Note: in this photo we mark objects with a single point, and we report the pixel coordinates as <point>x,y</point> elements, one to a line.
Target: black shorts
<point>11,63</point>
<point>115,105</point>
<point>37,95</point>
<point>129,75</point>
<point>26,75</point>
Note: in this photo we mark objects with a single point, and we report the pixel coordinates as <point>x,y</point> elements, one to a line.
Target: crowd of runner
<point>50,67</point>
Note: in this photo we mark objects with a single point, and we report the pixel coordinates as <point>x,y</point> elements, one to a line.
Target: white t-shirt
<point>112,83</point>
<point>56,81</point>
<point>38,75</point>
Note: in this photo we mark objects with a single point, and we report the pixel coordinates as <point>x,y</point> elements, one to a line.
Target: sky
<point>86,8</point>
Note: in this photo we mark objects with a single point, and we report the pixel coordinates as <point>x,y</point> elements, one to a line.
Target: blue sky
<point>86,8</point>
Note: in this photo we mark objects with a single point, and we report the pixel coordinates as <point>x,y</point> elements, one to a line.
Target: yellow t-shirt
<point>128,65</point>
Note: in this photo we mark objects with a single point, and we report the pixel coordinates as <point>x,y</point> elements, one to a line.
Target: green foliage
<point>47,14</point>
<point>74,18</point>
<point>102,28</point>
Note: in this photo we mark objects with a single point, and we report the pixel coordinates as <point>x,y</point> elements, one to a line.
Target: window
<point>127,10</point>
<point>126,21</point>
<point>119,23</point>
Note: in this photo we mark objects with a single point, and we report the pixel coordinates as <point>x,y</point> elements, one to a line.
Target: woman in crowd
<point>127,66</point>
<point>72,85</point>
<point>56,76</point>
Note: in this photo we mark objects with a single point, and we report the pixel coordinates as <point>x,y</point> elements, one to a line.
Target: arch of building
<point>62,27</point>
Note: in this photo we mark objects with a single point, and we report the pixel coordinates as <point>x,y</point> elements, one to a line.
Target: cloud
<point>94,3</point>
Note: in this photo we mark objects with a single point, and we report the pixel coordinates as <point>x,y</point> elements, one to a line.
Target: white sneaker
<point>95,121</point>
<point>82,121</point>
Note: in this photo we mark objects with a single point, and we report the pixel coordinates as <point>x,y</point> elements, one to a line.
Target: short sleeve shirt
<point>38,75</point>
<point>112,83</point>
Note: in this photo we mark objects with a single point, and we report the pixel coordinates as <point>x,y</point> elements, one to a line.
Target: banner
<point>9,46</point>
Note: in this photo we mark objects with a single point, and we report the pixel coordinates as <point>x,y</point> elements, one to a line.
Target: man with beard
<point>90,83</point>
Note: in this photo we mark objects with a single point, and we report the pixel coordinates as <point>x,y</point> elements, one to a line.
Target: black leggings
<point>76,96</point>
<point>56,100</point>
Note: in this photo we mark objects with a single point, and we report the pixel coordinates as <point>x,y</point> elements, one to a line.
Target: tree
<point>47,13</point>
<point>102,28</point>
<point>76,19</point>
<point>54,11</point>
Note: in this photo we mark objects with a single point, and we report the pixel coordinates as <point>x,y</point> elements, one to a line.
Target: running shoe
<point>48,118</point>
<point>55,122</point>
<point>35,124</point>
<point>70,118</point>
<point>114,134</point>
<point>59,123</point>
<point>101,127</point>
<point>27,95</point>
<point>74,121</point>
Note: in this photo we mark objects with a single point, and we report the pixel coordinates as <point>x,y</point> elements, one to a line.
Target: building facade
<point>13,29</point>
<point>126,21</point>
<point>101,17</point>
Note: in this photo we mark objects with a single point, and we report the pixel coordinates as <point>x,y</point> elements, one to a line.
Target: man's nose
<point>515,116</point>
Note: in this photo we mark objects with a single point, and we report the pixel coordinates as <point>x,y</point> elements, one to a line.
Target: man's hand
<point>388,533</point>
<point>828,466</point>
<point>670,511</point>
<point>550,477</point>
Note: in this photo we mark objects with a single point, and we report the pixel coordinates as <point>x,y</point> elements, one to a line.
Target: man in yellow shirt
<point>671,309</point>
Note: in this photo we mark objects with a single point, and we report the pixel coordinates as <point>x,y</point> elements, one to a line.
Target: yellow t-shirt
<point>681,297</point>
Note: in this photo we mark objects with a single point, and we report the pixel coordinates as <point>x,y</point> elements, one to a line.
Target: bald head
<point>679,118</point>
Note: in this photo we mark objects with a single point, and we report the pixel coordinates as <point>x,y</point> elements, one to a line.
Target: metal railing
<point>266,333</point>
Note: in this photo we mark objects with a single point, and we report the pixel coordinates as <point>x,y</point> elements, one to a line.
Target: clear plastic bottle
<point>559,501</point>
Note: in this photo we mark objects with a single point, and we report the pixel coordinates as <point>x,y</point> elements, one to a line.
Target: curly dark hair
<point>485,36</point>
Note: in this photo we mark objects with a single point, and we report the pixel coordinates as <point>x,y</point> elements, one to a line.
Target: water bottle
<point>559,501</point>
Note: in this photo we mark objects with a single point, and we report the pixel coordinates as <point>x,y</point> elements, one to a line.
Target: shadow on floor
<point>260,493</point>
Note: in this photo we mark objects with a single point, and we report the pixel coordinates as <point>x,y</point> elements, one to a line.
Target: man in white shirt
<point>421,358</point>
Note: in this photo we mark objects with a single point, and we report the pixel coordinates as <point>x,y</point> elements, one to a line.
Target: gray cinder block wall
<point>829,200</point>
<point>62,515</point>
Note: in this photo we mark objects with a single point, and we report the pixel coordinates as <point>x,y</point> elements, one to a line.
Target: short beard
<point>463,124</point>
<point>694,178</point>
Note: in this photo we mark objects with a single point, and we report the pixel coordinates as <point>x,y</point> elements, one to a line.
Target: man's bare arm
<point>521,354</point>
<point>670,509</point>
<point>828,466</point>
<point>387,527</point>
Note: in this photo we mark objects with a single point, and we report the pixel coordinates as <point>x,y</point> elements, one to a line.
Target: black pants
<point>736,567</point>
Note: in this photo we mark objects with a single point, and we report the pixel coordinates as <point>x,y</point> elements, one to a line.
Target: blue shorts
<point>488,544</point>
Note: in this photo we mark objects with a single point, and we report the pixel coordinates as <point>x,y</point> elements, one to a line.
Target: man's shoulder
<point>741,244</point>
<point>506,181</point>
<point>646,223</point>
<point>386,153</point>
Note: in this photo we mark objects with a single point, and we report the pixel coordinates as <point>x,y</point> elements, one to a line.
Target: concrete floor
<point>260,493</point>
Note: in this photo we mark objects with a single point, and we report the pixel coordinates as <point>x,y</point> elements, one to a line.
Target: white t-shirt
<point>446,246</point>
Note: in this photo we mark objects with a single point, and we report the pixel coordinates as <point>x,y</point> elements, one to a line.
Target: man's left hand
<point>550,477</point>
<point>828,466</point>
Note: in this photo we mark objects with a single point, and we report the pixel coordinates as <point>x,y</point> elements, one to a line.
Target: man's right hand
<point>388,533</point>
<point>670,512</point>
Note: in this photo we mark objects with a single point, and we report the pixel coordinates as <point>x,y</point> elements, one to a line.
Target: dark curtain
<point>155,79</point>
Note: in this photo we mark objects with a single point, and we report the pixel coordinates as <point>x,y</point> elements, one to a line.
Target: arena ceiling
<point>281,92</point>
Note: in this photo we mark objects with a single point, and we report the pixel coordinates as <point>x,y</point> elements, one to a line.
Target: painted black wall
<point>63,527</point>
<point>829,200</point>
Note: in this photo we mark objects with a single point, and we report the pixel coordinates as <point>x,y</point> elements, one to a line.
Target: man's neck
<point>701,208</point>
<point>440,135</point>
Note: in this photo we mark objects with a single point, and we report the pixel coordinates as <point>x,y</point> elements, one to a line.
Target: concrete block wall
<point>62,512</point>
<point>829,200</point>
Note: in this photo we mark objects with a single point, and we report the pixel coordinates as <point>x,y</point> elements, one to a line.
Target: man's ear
....
== What you are asked to do ==
Find the line containing "Target: man's shoulder" in the data above. Please transcribe it and every line after it, exactly.

== Result for this exercise ==
Target: man's shoulder
<point>741,244</point>
<point>506,181</point>
<point>646,223</point>
<point>386,153</point>
Note: in this photo we mark objects with a single point, and we report the pixel coordinates as <point>x,y</point> elements, one to a line.
Target: concrete floor
<point>260,493</point>
Note: in this photo we mark objects with a single point, and we report the pixel coordinates as <point>x,y</point> elements, one to a line.
Target: white t-shirt
<point>446,246</point>
Note: in this photo we mark objects with a single point, and we report the pixel coordinates as <point>x,y</point> elements, one to a line.
Target: man's left hand
<point>550,477</point>
<point>828,466</point>
Note: in this photo we mark objects with a single point, and we report the pixel coordinates as <point>x,y</point> elements, one to a line.
Target: man's right hand
<point>388,533</point>
<point>670,512</point>
Note: in this photo we mark objects with a single point, and we report the pixel coordinates as <point>x,y</point> elements, one to a line.
Target: dark curtain
<point>155,79</point>
Note: in this photo we mark objects with a single point, and we report the pixel coordinates as <point>x,y</point> elements, one to a line.
Target: arena ceiling
<point>281,92</point>
Note: in this photo we mark objects with a single point, and we report the pixel coordinates as <point>x,y</point> elements, one to a line.
Target: painted black wall
<point>63,527</point>
<point>829,200</point>
Note: in this photo we mark objects with a single point, and we report the pixel coordinates as <point>x,y</point> elements, one to a line.
Target: man's neck
<point>701,208</point>
<point>440,135</point>
Note: in this photo we mark objects with a single point, and we report the pixel coordinates as <point>x,y</point> elements, one to a line.
Target: concrete block wall
<point>62,512</point>
<point>829,200</point>
Note: in this photo we mark objects with a single point, and we report the pixel coordinates as <point>x,y</point> elements, one to a line.
Target: man's ear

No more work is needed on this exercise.